(Supplied records begins)
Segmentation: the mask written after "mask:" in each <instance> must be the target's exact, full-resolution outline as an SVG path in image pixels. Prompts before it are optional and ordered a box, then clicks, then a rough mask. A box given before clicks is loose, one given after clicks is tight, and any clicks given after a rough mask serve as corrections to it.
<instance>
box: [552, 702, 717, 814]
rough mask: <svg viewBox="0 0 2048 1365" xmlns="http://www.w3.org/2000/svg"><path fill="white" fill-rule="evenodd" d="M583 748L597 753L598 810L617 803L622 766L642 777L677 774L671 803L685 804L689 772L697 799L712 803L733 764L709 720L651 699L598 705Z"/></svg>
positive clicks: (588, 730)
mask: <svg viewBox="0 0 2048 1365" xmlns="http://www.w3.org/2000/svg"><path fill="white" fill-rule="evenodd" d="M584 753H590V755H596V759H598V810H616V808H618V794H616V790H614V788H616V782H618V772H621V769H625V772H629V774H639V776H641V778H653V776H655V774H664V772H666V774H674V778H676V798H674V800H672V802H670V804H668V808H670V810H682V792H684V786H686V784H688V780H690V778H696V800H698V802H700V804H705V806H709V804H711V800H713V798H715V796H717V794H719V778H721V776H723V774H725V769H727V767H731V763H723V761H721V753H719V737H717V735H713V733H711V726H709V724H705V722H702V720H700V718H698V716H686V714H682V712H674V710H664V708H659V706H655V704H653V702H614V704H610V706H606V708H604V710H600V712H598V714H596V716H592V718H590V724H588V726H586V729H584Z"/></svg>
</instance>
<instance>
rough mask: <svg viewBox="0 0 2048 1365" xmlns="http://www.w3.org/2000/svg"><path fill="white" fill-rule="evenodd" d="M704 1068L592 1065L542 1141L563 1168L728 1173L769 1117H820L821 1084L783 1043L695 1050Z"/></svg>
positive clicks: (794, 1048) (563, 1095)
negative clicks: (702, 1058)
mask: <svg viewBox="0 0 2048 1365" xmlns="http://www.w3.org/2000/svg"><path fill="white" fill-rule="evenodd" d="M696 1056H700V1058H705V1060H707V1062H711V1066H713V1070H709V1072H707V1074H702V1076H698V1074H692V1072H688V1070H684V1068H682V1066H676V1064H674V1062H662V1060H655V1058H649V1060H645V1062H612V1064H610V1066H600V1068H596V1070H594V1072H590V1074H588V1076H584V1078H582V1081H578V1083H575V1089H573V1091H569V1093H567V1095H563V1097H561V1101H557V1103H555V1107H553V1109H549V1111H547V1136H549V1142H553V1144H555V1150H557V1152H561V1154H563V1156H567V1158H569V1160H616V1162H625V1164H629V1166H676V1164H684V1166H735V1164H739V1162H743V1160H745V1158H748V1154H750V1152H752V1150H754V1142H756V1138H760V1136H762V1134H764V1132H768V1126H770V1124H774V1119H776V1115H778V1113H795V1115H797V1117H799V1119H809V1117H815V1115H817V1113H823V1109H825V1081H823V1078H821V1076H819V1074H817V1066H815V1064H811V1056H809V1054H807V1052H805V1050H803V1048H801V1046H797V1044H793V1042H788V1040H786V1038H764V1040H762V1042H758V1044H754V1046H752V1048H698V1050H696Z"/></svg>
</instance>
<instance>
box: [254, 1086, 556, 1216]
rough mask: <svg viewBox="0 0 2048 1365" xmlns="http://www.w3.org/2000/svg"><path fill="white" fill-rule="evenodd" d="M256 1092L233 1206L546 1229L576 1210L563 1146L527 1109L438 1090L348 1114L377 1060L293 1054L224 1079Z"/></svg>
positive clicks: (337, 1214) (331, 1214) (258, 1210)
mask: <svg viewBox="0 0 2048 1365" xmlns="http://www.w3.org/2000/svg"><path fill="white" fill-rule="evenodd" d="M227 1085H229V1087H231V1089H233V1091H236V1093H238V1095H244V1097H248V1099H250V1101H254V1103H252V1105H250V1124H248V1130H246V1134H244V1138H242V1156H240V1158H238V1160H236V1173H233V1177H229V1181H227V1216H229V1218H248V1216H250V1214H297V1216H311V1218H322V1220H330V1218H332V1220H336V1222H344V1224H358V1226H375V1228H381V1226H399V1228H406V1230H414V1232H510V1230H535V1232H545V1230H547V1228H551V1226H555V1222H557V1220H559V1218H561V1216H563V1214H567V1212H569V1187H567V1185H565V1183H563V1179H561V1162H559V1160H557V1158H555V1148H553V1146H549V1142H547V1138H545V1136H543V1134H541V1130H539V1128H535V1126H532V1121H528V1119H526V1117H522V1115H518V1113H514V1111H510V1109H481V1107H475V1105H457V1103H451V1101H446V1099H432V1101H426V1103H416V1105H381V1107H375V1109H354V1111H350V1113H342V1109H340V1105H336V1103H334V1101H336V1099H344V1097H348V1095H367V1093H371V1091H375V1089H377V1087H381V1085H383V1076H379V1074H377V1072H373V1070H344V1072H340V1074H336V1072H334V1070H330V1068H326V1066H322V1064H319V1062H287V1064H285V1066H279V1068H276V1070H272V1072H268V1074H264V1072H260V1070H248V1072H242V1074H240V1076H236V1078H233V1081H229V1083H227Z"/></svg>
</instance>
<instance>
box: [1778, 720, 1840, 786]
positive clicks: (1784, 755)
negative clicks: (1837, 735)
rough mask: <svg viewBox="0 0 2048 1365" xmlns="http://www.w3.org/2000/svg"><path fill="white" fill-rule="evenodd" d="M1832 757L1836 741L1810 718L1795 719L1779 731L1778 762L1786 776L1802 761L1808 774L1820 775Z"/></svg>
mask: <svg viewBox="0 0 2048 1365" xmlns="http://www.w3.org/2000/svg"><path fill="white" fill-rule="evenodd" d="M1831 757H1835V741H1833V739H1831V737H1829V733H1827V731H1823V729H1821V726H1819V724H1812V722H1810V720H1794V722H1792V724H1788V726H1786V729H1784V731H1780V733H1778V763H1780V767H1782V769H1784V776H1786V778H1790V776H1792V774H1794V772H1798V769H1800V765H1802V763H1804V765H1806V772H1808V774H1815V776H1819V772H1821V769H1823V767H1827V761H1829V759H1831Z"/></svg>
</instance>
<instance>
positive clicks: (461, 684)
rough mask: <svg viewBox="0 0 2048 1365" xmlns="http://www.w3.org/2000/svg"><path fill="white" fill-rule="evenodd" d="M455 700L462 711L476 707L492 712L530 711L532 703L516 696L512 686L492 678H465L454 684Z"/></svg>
(Supplied records ends)
Exercise description — Please copy out each entry exactly as it appears above.

Solution for this problem —
Segmentation: the mask written after "mask:" in each <instance> must be the target's exact, full-resolution outline as an SVG path in image pixels. Prompts before it are optional and ordered a box, then clicks, then a rough mask. A box given before clicks is loose, one given after clicks is tight, and any clicks given after a rough mask serve as corrections to it.
<instance>
box: [552, 702, 717, 814]
rough mask: <svg viewBox="0 0 2048 1365" xmlns="http://www.w3.org/2000/svg"><path fill="white" fill-rule="evenodd" d="M583 748L597 753L598 810L617 803L622 766L642 777L677 774L671 803L685 804L689 772L697 799L712 803L733 764L709 720L651 699L598 705Z"/></svg>
positive clicks: (588, 730)
mask: <svg viewBox="0 0 2048 1365" xmlns="http://www.w3.org/2000/svg"><path fill="white" fill-rule="evenodd" d="M584 753H590V755H596V759H598V810H616V808H618V794H616V790H614V788H616V782H618V772H621V769H625V772H629V774H639V776H641V778H653V776H655V774H664V772H666V774H674V778H676V798H674V800H672V802H670V804H668V808H670V810H682V792H684V786H686V784H688V780H690V778H696V800H698V802H700V804H705V806H709V804H711V800H713V798H715V796H717V794H719V778H721V776H723V774H725V769H727V767H731V763H723V761H721V753H719V737H717V735H713V733H711V726H709V724H705V722H702V720H700V718H698V716H686V714H682V712H674V710H664V708H659V706H655V704H653V702H614V704H610V706H606V708H604V710H600V712H598V714H596V716H592V718H590V724H588V726H586V729H584Z"/></svg>
</instance>
<instance>
rough mask: <svg viewBox="0 0 2048 1365" xmlns="http://www.w3.org/2000/svg"><path fill="white" fill-rule="evenodd" d="M704 1068L592 1065L542 1141L563 1168L728 1173L769 1117H820L821 1084L783 1043L695 1050Z"/></svg>
positive clicks: (794, 1048) (563, 1095)
negative clicks: (702, 1058)
mask: <svg viewBox="0 0 2048 1365" xmlns="http://www.w3.org/2000/svg"><path fill="white" fill-rule="evenodd" d="M696 1056H700V1058H705V1060H707V1062H711V1066H713V1070H709V1072H707V1074H702V1076H698V1074H692V1072H688V1070H684V1068H682V1066H676V1064H674V1062H662V1060H655V1058H649V1060H645V1062H612V1064H610V1066H600V1068H596V1070H594V1072H590V1074H588V1076H584V1078H582V1081H578V1083H575V1089H573V1091H569V1093H567V1095H563V1097H561V1101H557V1103H555V1107H553V1109H549V1111H547V1136H549V1142H553V1144H555V1150H557V1152H561V1154H563V1156H567V1158H569V1160H616V1162H625V1164H629V1166H676V1164H684V1166H735V1164H739V1162H743V1160H745V1158H748V1154H750V1152H752V1150H754V1142H756V1138H760V1136H762V1134H764V1132H768V1126H770V1124H774V1119H776V1115H778V1113H795V1115H797V1117H799V1119H809V1117H815V1115H817V1113H823V1109H825V1081H823V1078H821V1076H819V1074H817V1066H815V1064H811V1056H809V1054H807V1052H805V1050H803V1048H801V1046H797V1044H793V1042H788V1040H786V1038H764V1040H762V1042H758V1044H754V1046H752V1048H698V1050H696Z"/></svg>
</instance>
<instance>
box: [254, 1086, 556, 1216]
rough mask: <svg viewBox="0 0 2048 1365" xmlns="http://www.w3.org/2000/svg"><path fill="white" fill-rule="evenodd" d="M256 1092L233 1206L546 1229L576 1210L563 1146L527 1109L438 1090L348 1114L377 1060L293 1054L224 1079Z"/></svg>
positive clicks: (337, 1214) (331, 1214) (258, 1210)
mask: <svg viewBox="0 0 2048 1365" xmlns="http://www.w3.org/2000/svg"><path fill="white" fill-rule="evenodd" d="M227 1085H229V1087H231V1089H233V1091H236V1093H238V1095H244V1097H248V1099H250V1101H254V1103H252V1105H250V1124H248V1130H246V1134H244V1138H242V1156H240V1158H238V1160H236V1173H233V1177H229V1181H227V1216H229V1218H248V1216H250V1214H297V1216H311V1218H322V1220H330V1218H332V1220H336V1222H344V1224H358V1226H375V1228H381V1226H399V1228H406V1230H414V1232H510V1230H535V1232H545V1230H547V1228H551V1226H555V1222H557V1220H559V1218H561V1216H563V1214H567V1212H569V1187H567V1185H565V1183H563V1179H561V1162H559V1160H557V1158H555V1148H553V1146H549V1142H547V1138H545V1136H543V1134H541V1130H539V1128H535V1126H532V1121H528V1119H526V1117H522V1115H518V1113H514V1111H510V1109H481V1107H475V1105H457V1103H451V1101H446V1099H432V1101H426V1103H416V1105H381V1107H375V1109H354V1111H350V1113H342V1109H340V1105H336V1103H334V1101H336V1099H344V1097H348V1095H367V1093H371V1091H375V1089H377V1087H381V1085H383V1076H379V1074H377V1072H373V1070H344V1072H340V1074H336V1072H334V1070H330V1068H326V1066H322V1064H319V1062H287V1064H285V1066H279V1068H276V1070H272V1072H268V1074H264V1072H260V1070H248V1072H242V1074H240V1076H236V1078H233V1081H229V1083H227Z"/></svg>
</instance>
<instance>
box: [1778, 720, 1840, 786]
positive clicks: (1784, 755)
negative clicks: (1837, 735)
rough mask: <svg viewBox="0 0 2048 1365" xmlns="http://www.w3.org/2000/svg"><path fill="white" fill-rule="evenodd" d="M1832 757L1836 741L1810 718L1795 719L1779 731L1778 762L1786 776L1802 761L1808 774L1820 775Z"/></svg>
mask: <svg viewBox="0 0 2048 1365" xmlns="http://www.w3.org/2000/svg"><path fill="white" fill-rule="evenodd" d="M1831 757H1835V741H1833V739H1831V737H1829V733H1827V731H1823V729H1821V726H1819V724H1812V722H1810V720H1794V722H1792V724H1788V726H1786V729H1784V731H1780V733H1778V763H1780V767H1782V769H1784V776H1786V778H1790V776H1792V774H1794V772H1798V769H1800V765H1802V763H1804V765H1806V772H1808V774H1815V776H1819V772H1821V769H1823V767H1827V761H1829V759H1831Z"/></svg>
</instance>
<instance>
positive clicks: (461, 684)
rough mask: <svg viewBox="0 0 2048 1365" xmlns="http://www.w3.org/2000/svg"><path fill="white" fill-rule="evenodd" d="M455 700L462 711L476 707L492 712L530 711L532 703L516 696L512 686L492 678H465L454 684Z"/></svg>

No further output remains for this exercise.